─── Passage

Eventually you extrapolated from these experiences to awareness,
and finally to the recognition that you are an entity which is
aware. You can think, and you also know that you can think.
When considering the development of consciousness it is
important to make the distinction between beon and brain. While
brain is essential to the process, it does not itself become
conscious. Its job is to facilitate consciousness in the
beon to which it is tuned.
WHAT CONSCIOUSNESS IS NOT
Although many humans raise pets from infancy, often
speaking to them as they would to a human child, exposure
to language and limited human consciousness does not induce
pet-consciousness. (Undoubtedly, your pet is the
exception.)
Intelligence is a measure of the ability of a device to process
information and learn. Animals and computers have
intelligence, yet they do not develop consciousness. A
computer has beaten a world class chess master. The
computer system manifests intelligence but is not
conscious.
Some scientists have advanced the notion that intelligence
comes from having a large brain. If this was so, we should
expect elephants, sperm whales, and macroencephalic humans to be
smarter than normal folks. We would also expect a correlation
between human brain sizes and IQ. But some humans are
smarter than elephants, and Einstein's brain weighed in as
unremarkably average.
THE BRAIN-BEON INTERFACE
Should beon theory ever be put to scientific test, unique
neural circuitry which provides the connection between brain and
beon will be found within the human brain.
Although your computer screen is capable of displaying
visual images, it does not normally receive television programs.
Why not? Because it lacks a specialized device called a
tuner which translates coded electromagnetic
signals into visual images.
Circuit cards including a tuner are available for
those wanting to transform their computer into a clunky
television set.
The human brain must contain its own tuner circuitry
which connects to beon. However, the analogy is limited.
Unlike a TV tuner which allows only a one-way flow of
information, the brain's circuitry must provide a
bidirectional connection to beon. Moreover, it is normally
tuned to only one “station,” a process which
occurs during gestation.
Components of Consciousness
Beon Theory declares that consciousness can only be developed by
something which can violate the Second Law of Thermodynamics.
The same property is required for creative, imaginative thought,
and for understanding conceptual information.
Following Sigmund Freud's teachings, psychologists have
believed in the existence of two brain functions called the
conscious and subconscious minds. Some accept a third
function, the super-conscious. However, psychology does
not correlate these functions with any specific brain
structures.
Psychology is thus the only so-called science which
believes in the existence of definable functions which are
not caused by any identifiable physical mechanisms.
When religions do the same sort of thing, invoking
non-identifiable mechanisms such as God or soul to
explain creation or consciousness, they are labeled,
well— religious.
Imagine hearing a strange thumping noise coming from
the engine compartment of your car. You drive it to a
mechanic who looks it over, listens to the noise, and
says that your car needs a $600 framistat rebuild. Harking
back to your high school auto shop class without recalling
anything about framistats, you ask the mechanic to point
out the faulty component. He cannot, declaring that it is
within the engine assembly.
She says I'm so good at slipping between whimsey and
serious stuff. That she needed 3 readings to get this.
Maybe a forewarning?

──────
─── Supplied records

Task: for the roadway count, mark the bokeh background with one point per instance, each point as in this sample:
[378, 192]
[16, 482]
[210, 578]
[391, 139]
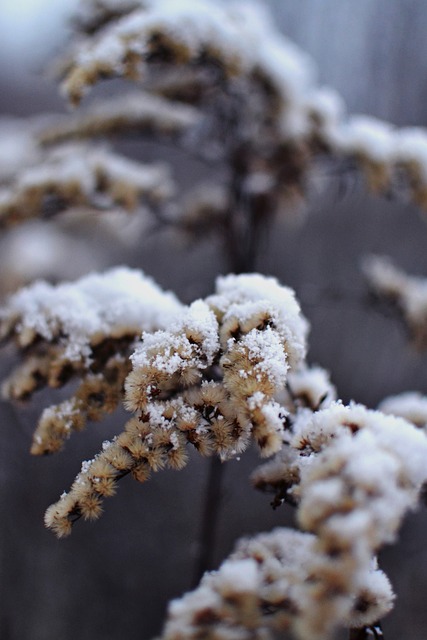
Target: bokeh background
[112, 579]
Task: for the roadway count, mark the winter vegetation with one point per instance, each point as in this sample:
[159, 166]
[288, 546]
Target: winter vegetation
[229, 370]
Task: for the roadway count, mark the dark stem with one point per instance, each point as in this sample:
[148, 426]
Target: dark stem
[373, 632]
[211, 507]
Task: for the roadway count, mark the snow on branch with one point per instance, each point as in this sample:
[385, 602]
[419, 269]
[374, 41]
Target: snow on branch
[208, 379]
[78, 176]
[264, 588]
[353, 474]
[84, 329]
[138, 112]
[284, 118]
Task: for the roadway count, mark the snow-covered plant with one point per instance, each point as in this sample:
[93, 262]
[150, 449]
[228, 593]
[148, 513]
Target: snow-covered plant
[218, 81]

──────

• [What to work on]
**a.** Copy the passage on beon theory and consciousness between "Imagine hearing a" and "Maybe a forewarning?", inclusive.
**b.** Extend the passage on beon theory and consciousness, picking up right after its final sentence.

• [Responses in order]
**a.**
Imagine hearing a strange thumping noise coming from
the engine compartment of your car. You drive it to a
mechanic who looks it over, listens to the noise, and
says that your car needs a $600 framistat rebuild. Harking
back to your high school auto shop class without recalling
anything about framistats, you ask the mechanic to point
out the faulty component. He cannot, declaring that it is
within the engine assembly.
She says I'm so good at slipping between whimsey and
serious stuff. That she needed 3 readings to get this.
Maybe a forewarning?

**b.**
You persist, requesting that he show you an old framistat
from his junk parts bin. None available. You request a
look at a service manual showing the location of the
framistat, or even a diagram.
With a disapproving sneer at your ignorance, the mechanic
explains that the framistat is not exactly a part within
the engine, but is really the combined function of a number
of parts working together. Which parts? That depends on
what he discovers when he disassembles your engine.
Would you really trust your car to this turkey? Let us
hope not, and that while cruising down the road after
scraping off the lump of squirrel tail stuck between
alternator pulley and drive belt, you realize that there
are no functions without mechanisms and no effects without
cause— at least not on this planet.
Psychiatrists and psychologists may be keeping the
framistat repairman in business. They have been
perpetrating their own analog of his absurd belief since
the time of Sigmund Freud. The conscious and subconscious
minds are the framistats of their trade.
The Real Mechanisms of Consciousness
Beon Theory will prove helpful to psychology after its current
degree holders die off, if only by specifying the two components
of mind:
-
Beon is the super-conscious mind.
-
Brain is the sub-conscious.
-
That which psychology calls the “conscious
mind” is the mysterious framistat. Not a specific
entity or mechanism, it is the composite function of beon
and brain working together.
By way of an analogy, consider a car and driver:
Any critter or computer can process information well
enough to control its own behavior. Some humans have an
additional ability: abstract and practical creative
thought. The beon component of a human mind provides this
advantage.
Before Birth
Imagine that you were born color-blind. You could study
physics and learn that color is simply the way
that the eyes and brain normally translate different
wavelengths of electromagnetic energy. However, this
knowledge would not bring you the experience of color
perception.
Imagine that you were born blind. With effort you could
learn the mathematical concepts of visual imagery and
the neurological mechanisms involved in vision. Yet this
knowledge would not allow you to see.
Next imagine that you were also born deaf.
The primary sources of sensory information used by humans are
sight and sound. People deprived of either one can cope with
this handicap and develop remarkable skills. Neither handicap
precludes consciousness. But what of someone born blind
and deaf?
Deafblind individuals do not fare well. The few who
develop a notable level of consciousness were not born
deafblind, but acquired their handicap as the result of
illness or drugs. They require intense assistance.
Helen Keller's remarkable success was a function of her
innate high intelligence given focus and expression by a
skillful and dedicated teacher. Keller was not born
deafblind. She lost those senses when a year and a half
old while just beginning to speak.
Her re-introduction to language and symbolic information
came when her teacher ran water over one hand while spelling out
the word “water” on the other, repetitively.
But what would have happened if Keller had no sense of
touch?
Conceivably, an extremely skillful and patient teacher might
have found a way to communicate via the media of taste and
smell, but this is not likely. Someone born with the sensory
abilities of an amoeba would have few tools for the development
of consciousness.
It is conceivable that someone born without sight, hearing,
or tactile ability could be kept alive as a research project
and with patience and dedication, eventually taught a language
involving taste and scent. If consciousness somehow occurred
during this process, when the only feedback the victim of
the experiment could provide would be through brain waves
or farts, would anyone know?
While the likelihood that someone born blind, deaf, and numb could
develop consciousness is minuscule, the chance that a person born
alive but totally senseless could become conscious is zero.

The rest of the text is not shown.